→ Set task
Please print the listing below line for line, changing nothing.
***** Stored records *****
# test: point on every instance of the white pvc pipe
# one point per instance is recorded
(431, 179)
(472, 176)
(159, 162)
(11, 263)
*****
→ Problem solution
# test: point on every instance of the white pvc pipe
# one point per instance is recorded
(431, 179)
(472, 176)
(159, 162)
(11, 263)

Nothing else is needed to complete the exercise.